§ Aim:
Extract the lines verbatim, from the line containing "of the crucifix" through the last line of the rows, with both ends included.

#####

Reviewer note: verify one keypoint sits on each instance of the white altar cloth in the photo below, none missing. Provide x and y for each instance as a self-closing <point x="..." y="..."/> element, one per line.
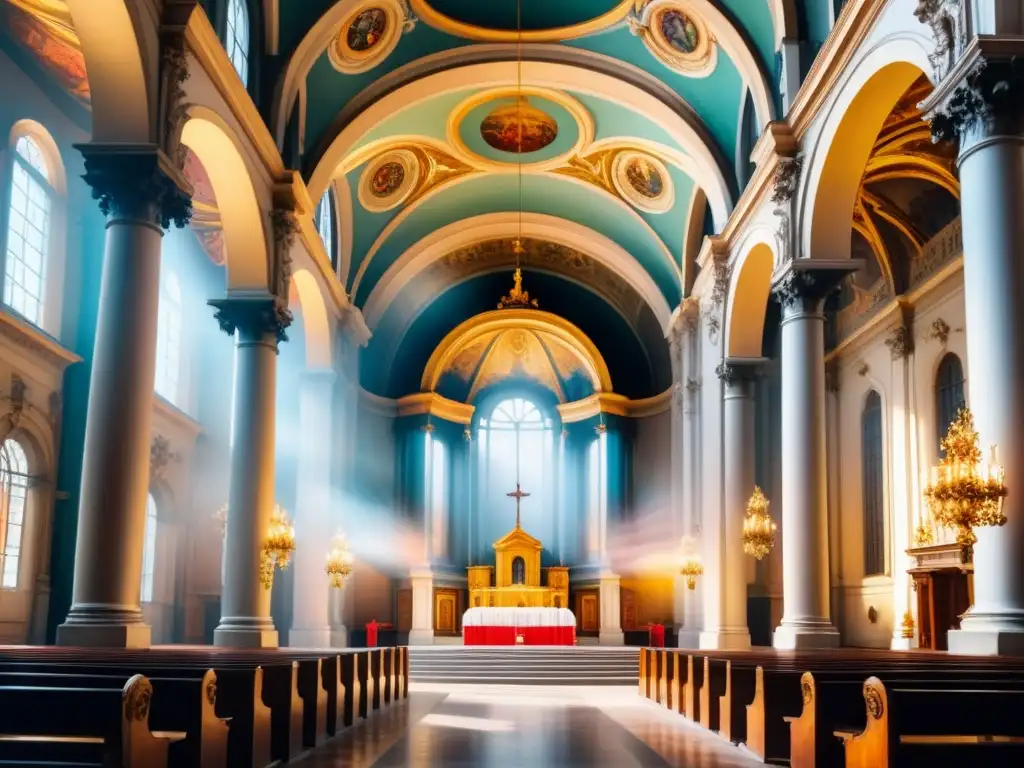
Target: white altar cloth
<point x="518" y="617"/>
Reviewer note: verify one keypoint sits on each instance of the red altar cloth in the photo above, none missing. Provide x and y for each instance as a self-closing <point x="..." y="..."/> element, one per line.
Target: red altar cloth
<point x="530" y="635"/>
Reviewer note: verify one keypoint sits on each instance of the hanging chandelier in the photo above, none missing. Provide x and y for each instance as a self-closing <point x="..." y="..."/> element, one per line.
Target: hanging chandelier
<point x="278" y="547"/>
<point x="966" y="493"/>
<point x="759" y="528"/>
<point x="339" y="561"/>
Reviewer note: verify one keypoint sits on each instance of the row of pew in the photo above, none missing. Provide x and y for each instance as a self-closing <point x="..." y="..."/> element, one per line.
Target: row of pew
<point x="857" y="709"/>
<point x="186" y="709"/>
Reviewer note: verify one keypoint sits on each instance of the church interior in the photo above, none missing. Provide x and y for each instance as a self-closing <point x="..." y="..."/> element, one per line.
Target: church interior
<point x="355" y="350"/>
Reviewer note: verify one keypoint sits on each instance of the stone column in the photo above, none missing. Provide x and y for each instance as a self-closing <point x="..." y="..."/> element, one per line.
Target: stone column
<point x="985" y="111"/>
<point x="137" y="192"/>
<point x="737" y="375"/>
<point x="806" y="619"/>
<point x="423" y="608"/>
<point x="258" y="326"/>
<point x="611" y="625"/>
<point x="313" y="529"/>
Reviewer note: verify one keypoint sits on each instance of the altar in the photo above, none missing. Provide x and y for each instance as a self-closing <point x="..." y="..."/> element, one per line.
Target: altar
<point x="518" y="627"/>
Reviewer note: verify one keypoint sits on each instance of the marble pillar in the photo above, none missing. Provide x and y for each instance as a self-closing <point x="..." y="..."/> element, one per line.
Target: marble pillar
<point x="138" y="193"/>
<point x="423" y="608"/>
<point x="258" y="326"/>
<point x="313" y="524"/>
<point x="991" y="171"/>
<point x="806" y="616"/>
<point x="737" y="376"/>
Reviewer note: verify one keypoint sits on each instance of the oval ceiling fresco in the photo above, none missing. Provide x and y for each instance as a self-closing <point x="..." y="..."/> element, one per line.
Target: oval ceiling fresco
<point x="534" y="14"/>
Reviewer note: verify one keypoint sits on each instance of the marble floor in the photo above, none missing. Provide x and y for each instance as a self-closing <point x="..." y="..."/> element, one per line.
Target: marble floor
<point x="460" y="726"/>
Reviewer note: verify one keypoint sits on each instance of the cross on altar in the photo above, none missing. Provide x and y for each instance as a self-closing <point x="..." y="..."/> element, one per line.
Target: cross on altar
<point x="518" y="495"/>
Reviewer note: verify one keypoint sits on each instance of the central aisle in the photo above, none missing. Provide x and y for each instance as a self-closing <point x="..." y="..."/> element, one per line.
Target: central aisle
<point x="476" y="726"/>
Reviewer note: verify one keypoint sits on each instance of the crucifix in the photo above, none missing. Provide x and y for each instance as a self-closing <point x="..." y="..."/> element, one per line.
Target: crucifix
<point x="518" y="495"/>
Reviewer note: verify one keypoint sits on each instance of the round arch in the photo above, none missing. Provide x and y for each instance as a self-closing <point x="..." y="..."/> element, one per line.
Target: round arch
<point x="708" y="173"/>
<point x="749" y="300"/>
<point x="245" y="245"/>
<point x="314" y="320"/>
<point x="468" y="231"/>
<point x="841" y="153"/>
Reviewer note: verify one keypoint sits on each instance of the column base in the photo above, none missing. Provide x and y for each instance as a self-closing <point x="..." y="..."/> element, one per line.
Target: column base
<point x="99" y="631"/>
<point x="611" y="637"/>
<point x="724" y="640"/>
<point x="339" y="637"/>
<point x="309" y="638"/>
<point x="805" y="635"/>
<point x="421" y="637"/>
<point x="246" y="633"/>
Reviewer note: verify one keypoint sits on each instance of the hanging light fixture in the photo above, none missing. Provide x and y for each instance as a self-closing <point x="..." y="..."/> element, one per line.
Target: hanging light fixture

#####

§ Full response:
Reviewer note: verify one keypoint sits on each instance of the crucifix in the photo above, none missing. Provide x and y for each instance as a self-closing <point x="..." y="..."/> element, one per line.
Target: crucifix
<point x="518" y="495"/>
Reviewer note: verify one keypoint sits on each instance of the round arch in the photo above, none missing. Provide x and y for each instance as a self-closing <point x="..." y="..."/> element, one per line.
Target: round arch
<point x="708" y="173"/>
<point x="749" y="300"/>
<point x="245" y="245"/>
<point x="314" y="320"/>
<point x="468" y="231"/>
<point x="841" y="153"/>
Reviewer note: verify one keypoint sits on each instance of the column base in the photo above, none missing. Provide x and y for each instance as a self-closing <point x="..." y="..."/> element, one per line.
Target: column base
<point x="99" y="631"/>
<point x="611" y="637"/>
<point x="724" y="640"/>
<point x="339" y="637"/>
<point x="309" y="638"/>
<point x="805" y="635"/>
<point x="421" y="637"/>
<point x="246" y="633"/>
Reviewer note: verify one keypoint sits on each instance of the hanging light fixture in the photo above, none missing. Provide x and y for each instance as a self-closing <point x="..." y="..."/> element, one per line.
Target: hanging light fixture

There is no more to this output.